TEXT EXTRACT:
________________________

Right now, the Future of Honduras and Latin America is sown.
The Right
For three decades a project for modernizing Latin America with the help of neo-conservatism has been carried out. Pieces in this puzzle have been strong demands from IMF on the countries budgets, cutting social spending, and opening up for free trade, resulting in hardships for significant groups of the population in the countries in question.
This has led to much resentment and a growing leftist backlash.
The Left
The focus of the backlash is in the form of the Bolivarian Revolution, also known as Socialism in the XXI Century, and their alliance, ALBA. They speak about participatory democracy, and holding constituting constitutional assemblies (constituyente) to re-found countries. The other side of the coin is an undermining of the institutional structures that have been developed over the course of centuries, and whose role it is to safeguard both the rule of law and human rights. The result is a popular tyranny, lawlessness, and the only sectors of the economy that really benefit from the change are the drug cartels and the corruption.
President Manuel Zelaya took Honduras into ALBA. The main reason was the lucrative oil contracts. When the global oil prices went through the roof the other year, Honduras – which produces a lot of its electricity in diesel-powered plants – was in deep economical trouble. Zelaya’s foreign minister Patricia Rodas, who grew up in revolutionary Nicaragua, put Zelaya in contact with Hugo Chávez in Venezuela, the founder of ALBA. That opened the door to buying oil at a discount price from the South American nation, whose slogan now is “Fatherland, Socialism or Death!”

________________________

THE RECORDS:

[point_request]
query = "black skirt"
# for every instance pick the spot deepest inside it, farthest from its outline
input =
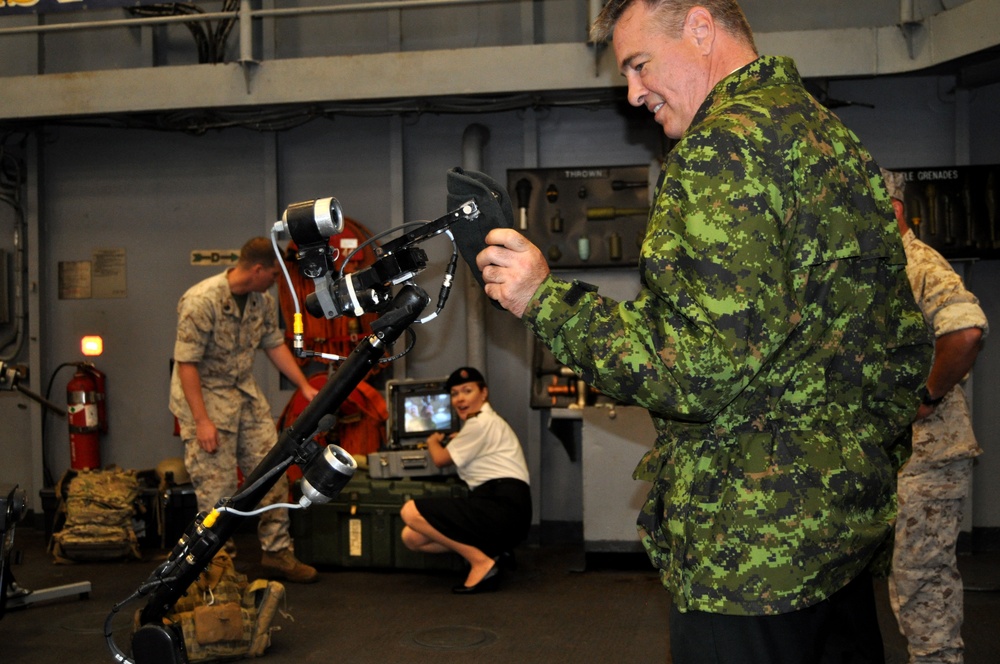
(495, 517)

________________________

EXERCISE REQUIREMENTS:
**A)** Can you rescale the rows by writing out all their lines again, requests included, with every coordinate in the answers multiplied by 0.3 and rounded to a whole number, halves rounded up? Leave the pictures out.
**B)** How would you continue the text on the political future of Honduras and Latin America from the point where it stops?
The text and the rows have no connection to each other.

RESPONSES TO THE TASKS:
**A)**
[point_request]
query = "black skirt"
# for every instance pick the spot deepest inside it, farthest from its outline
input =
(149, 155)

**B)**
Chávez also offered a personal incentive to Zelaya, as he also does to Ortega and others. If Zelaya bought oil for say $100 millions for Honduras, he collecting that amount from the companies that actually sold it, but he only needed to pay $50 millions of it to Chávez. The rest was his to use as he pleased. Formally it was a loan that didn’t have to paid pack for over 20 years, but in private Zelaya admitted that it didn’t actually have to be paid back – ever. In other words, it was a kickback to him. From a foreign state, which in many countries risks falling under the definition of treason. At any rate he circumvented the budget process, which is in violation of the constitution.
This leftist project is closely connected to cocaine smuggling, not at least via the Colombian communist guerilla FARC. The cartels benefit greatly when people lose confidence in the police, or when a crime wave overwhelms the government.
Several ALBA presidents have changed their constitutions to enable themselves to remain in power. The process that they prefer is to hold a constituyente, which in itself is a circumvention of the constitutional democratic process. Through that stratagem Chávez, Correa, and Morales have managed to short-circuit the institutional checks and balances. However, when Mel Zelaya tried the same method in Honduras, he drew the shortest straw. The Supreme Court sent the army to arrest him.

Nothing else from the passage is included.